Return the data below verbatim, starting at its first line and ending at the line containing "xmin=356 ymin=182 xmax=393 ymax=194", with that line included.

[Object detection data]
>> begin
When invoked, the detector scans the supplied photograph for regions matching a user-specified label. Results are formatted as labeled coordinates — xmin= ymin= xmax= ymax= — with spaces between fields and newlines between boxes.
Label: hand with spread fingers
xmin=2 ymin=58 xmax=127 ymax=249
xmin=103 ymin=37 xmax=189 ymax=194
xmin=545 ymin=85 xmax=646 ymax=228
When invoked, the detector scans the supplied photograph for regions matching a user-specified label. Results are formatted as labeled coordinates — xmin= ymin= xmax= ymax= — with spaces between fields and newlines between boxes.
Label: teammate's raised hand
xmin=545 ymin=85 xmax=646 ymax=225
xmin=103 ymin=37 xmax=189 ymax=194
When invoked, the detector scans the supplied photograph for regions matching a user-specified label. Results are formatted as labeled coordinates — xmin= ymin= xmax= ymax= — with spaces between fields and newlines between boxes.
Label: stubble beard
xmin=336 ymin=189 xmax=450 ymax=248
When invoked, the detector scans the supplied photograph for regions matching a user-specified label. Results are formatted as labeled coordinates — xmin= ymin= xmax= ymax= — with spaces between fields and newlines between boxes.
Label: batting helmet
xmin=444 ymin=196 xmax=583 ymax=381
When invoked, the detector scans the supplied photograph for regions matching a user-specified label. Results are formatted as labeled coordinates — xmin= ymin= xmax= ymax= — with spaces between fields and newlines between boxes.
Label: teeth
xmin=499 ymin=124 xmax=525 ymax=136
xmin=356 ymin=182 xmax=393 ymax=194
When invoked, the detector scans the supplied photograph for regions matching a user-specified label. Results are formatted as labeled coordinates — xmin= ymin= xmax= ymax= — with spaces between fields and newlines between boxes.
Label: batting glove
>> end
Exercise output>
When invoked, the detector scans the supplied photograph for regions matching a user-specified label. Results are formatted as labeled coordinates — xmin= ymin= xmax= ymax= — with spaces between fields and newlines between boxes.
Label: hand with spread fingers
xmin=2 ymin=58 xmax=127 ymax=249
xmin=103 ymin=37 xmax=189 ymax=194
xmin=545 ymin=85 xmax=646 ymax=228
When invoked, the detector scans the supplied photograph for regions matching a user-specified label. Results are formatted as labeled coordinates — xmin= ymin= xmax= ymax= — with spaces between fields and newlines between boxes.
Label: teammate's raised hand
xmin=545 ymin=85 xmax=646 ymax=225
xmin=103 ymin=37 xmax=189 ymax=194
When invoked, the detector scans the supplied photograph for regions matching a user-specified label. Results are formatted as labeled coordinates — xmin= ymin= xmax= ymax= — with spaces between fields and newlines between boxes.
Label: stubble beard
xmin=336 ymin=189 xmax=450 ymax=248
When invoked, the detector scans the supplied photograph for regions matching a user-specified label. Results are formatted as labeled coordinates — xmin= ymin= xmax= ymax= — with spaces between fields and newlines between boxes.
Label: batting helmet
xmin=444 ymin=196 xmax=583 ymax=381
When invoked, the detector scans the supplied photograph for regions matching a user-specified label. Results are formatted as labeled coordinates — xmin= ymin= xmax= ymax= — with spaces between fields and newlines between boxes.
Label: teeth
xmin=499 ymin=124 xmax=525 ymax=136
xmin=356 ymin=182 xmax=393 ymax=194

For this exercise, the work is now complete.